++++ Selected excerpt

You are viewing a plain text version of this content. The canonical link for it is here.

Posted to user@hive.apache.org by Bhavesh Shah <bh...@gmail.com> on 2012/05/06 05:24:46 UTC

About the performance of job execution on Amazon EMR

Hello,
As we increase the number of mappers and  decrease reducers to less
number,  does performance increase?
I have never played with setting the number mapper and reducer and I don't
know how to set it.
But in case of multiple nodes then how much do I need the set the mappers
and reducers according to the number of instances to increase the
performance.
Because in case if I have large table and it requires large mapper then we
had set the mappers then in such case will be a problem?

I have many factors in my task which I think could create a little bit
issue in performance.
1) I have created many tables at the run-time. After reusing it I am
dropping it.

++++++++

• Tasks for this exercise:
- 1) Find every line in the entries that contains the word "carved" and copy each one.
- 2) Resume the forum post about job performance on Amazon EMR, picking up right after its last sentence.
The entries that follow have no connection to the post above.

++++ Exercise input

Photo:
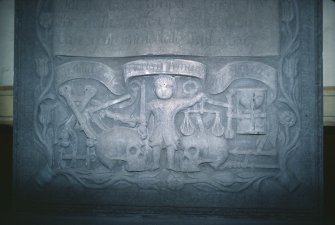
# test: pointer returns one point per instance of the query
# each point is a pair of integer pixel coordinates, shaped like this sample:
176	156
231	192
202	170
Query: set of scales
193	73
181	68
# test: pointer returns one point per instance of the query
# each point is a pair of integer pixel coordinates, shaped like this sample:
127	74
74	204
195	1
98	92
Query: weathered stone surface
112	116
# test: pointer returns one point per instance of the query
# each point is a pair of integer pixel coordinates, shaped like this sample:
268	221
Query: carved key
65	91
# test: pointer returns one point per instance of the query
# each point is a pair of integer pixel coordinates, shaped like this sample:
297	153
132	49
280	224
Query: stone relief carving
167	122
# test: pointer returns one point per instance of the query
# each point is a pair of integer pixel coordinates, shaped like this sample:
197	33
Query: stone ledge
6	104
329	106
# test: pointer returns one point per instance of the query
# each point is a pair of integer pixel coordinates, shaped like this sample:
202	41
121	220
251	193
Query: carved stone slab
160	107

++++++++

• Expected outputs:
- 1)
Query: carved key
Query: carved stone slab

- 2)
2) I have used lots of joins in the query. (Most of the query is taking
10-11 jobs to execute)
3) I have used indexing in the task. I am applying the index after
inserting the values into table, because I have to reuse it.
4) Also I am dynamically altering the table and inserting the values.

Will all this factors should be considered separately to increase the
performance or it will just get solved normally by setting mappers and
reducers.?

Thanks for helping me.
Sorry for inconvenience by continuously asking question.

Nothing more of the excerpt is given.